* **Required task**
All of the records below need to be copied exactly.

* **Available data**
★ ★ ★ ★ ★ ★ ★

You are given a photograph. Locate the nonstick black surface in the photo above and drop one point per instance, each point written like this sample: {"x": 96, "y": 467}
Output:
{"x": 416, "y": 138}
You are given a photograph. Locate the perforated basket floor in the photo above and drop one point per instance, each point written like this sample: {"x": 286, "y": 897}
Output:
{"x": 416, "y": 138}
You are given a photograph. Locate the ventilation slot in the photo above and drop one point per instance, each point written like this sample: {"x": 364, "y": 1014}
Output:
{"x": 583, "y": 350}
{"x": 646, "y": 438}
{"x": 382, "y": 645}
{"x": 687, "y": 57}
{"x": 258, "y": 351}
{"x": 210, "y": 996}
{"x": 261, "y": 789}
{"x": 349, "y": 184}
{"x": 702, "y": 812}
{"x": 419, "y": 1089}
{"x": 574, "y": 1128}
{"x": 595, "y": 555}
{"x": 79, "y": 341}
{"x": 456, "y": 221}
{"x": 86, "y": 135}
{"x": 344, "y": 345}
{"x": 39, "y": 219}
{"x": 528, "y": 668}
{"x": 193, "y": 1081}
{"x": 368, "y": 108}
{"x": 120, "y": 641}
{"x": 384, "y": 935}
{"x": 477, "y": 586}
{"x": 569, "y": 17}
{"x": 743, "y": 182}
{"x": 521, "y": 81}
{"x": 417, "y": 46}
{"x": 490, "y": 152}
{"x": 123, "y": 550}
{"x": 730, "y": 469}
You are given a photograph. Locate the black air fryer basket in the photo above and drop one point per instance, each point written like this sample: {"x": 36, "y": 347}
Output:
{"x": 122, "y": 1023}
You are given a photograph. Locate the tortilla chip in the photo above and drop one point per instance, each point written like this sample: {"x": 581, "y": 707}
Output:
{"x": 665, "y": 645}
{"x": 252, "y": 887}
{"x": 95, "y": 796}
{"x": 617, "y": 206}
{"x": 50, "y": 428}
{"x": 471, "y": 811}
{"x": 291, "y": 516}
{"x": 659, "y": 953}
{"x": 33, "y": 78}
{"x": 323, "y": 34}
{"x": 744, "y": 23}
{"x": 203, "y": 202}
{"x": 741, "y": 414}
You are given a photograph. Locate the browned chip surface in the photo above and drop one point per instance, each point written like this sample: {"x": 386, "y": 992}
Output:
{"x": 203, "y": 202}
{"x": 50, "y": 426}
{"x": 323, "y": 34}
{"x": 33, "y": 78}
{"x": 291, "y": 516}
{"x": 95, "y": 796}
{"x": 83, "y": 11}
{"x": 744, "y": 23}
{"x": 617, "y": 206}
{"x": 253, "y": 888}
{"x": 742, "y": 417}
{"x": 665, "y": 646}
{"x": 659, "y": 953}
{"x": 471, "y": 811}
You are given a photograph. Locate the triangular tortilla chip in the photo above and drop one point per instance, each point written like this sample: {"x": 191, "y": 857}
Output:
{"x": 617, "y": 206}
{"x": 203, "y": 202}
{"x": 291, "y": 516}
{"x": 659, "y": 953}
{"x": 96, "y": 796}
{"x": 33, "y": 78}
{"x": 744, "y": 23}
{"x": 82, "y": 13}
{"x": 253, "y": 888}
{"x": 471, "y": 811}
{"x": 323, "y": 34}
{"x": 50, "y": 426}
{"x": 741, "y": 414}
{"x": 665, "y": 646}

★ ★ ★ ★ ★ ★ ★

* **Task result**
You are given a photograph. Locate the nonstick black surface in the photo above and drop one point per instance, each point written like this sample: {"x": 96, "y": 467}
Output:
{"x": 416, "y": 138}
You are given a photograph. Locate the perforated basket floor in the photo above and drop one point per instance, each point written like this sample: {"x": 286, "y": 897}
Output:
{"x": 416, "y": 138}
You are given a photograph. Locate the ventilation slot in the photo above and drop one point per instance, each point written like this sample: {"x": 364, "y": 1014}
Output:
{"x": 583, "y": 350}
{"x": 646, "y": 438}
{"x": 382, "y": 645}
{"x": 687, "y": 57}
{"x": 258, "y": 351}
{"x": 210, "y": 996}
{"x": 261, "y": 789}
{"x": 349, "y": 184}
{"x": 702, "y": 812}
{"x": 419, "y": 1089}
{"x": 574, "y": 1128}
{"x": 595, "y": 555}
{"x": 79, "y": 341}
{"x": 456, "y": 221}
{"x": 86, "y": 135}
{"x": 344, "y": 345}
{"x": 39, "y": 219}
{"x": 528, "y": 668}
{"x": 193, "y": 1081}
{"x": 368, "y": 108}
{"x": 120, "y": 641}
{"x": 384, "y": 935}
{"x": 477, "y": 586}
{"x": 569, "y": 17}
{"x": 743, "y": 182}
{"x": 521, "y": 81}
{"x": 417, "y": 46}
{"x": 490, "y": 152}
{"x": 123, "y": 550}
{"x": 730, "y": 469}
You are given a photograph. Locate the black air fryer basket in the photo above and drop one point per instance, each point written like this sample: {"x": 36, "y": 347}
Output:
{"x": 122, "y": 1023}
You are given a photograph. Locate the tortilla chip in the photo above and drop one point per instance, each point written like this sample: {"x": 581, "y": 707}
Output:
{"x": 665, "y": 645}
{"x": 252, "y": 887}
{"x": 95, "y": 796}
{"x": 617, "y": 206}
{"x": 50, "y": 428}
{"x": 471, "y": 811}
{"x": 291, "y": 516}
{"x": 659, "y": 953}
{"x": 33, "y": 78}
{"x": 323, "y": 34}
{"x": 744, "y": 23}
{"x": 203, "y": 202}
{"x": 741, "y": 414}
You are given a photograph. Locate the browned chip surface in the photo above and drop one point per instance, each point written like this sample: {"x": 386, "y": 992}
Output:
{"x": 203, "y": 202}
{"x": 50, "y": 426}
{"x": 323, "y": 34}
{"x": 33, "y": 78}
{"x": 291, "y": 516}
{"x": 95, "y": 796}
{"x": 83, "y": 11}
{"x": 744, "y": 23}
{"x": 617, "y": 206}
{"x": 253, "y": 888}
{"x": 742, "y": 417}
{"x": 665, "y": 646}
{"x": 659, "y": 953}
{"x": 471, "y": 811}
You are given a photograph. Locate the triangular tortilla chip in the photo above and drop one point per instance, each point written like this sample: {"x": 191, "y": 857}
Output:
{"x": 617, "y": 206}
{"x": 203, "y": 202}
{"x": 291, "y": 516}
{"x": 659, "y": 953}
{"x": 96, "y": 796}
{"x": 33, "y": 78}
{"x": 744, "y": 23}
{"x": 82, "y": 13}
{"x": 253, "y": 888}
{"x": 471, "y": 811}
{"x": 323, "y": 34}
{"x": 50, "y": 426}
{"x": 741, "y": 414}
{"x": 665, "y": 646}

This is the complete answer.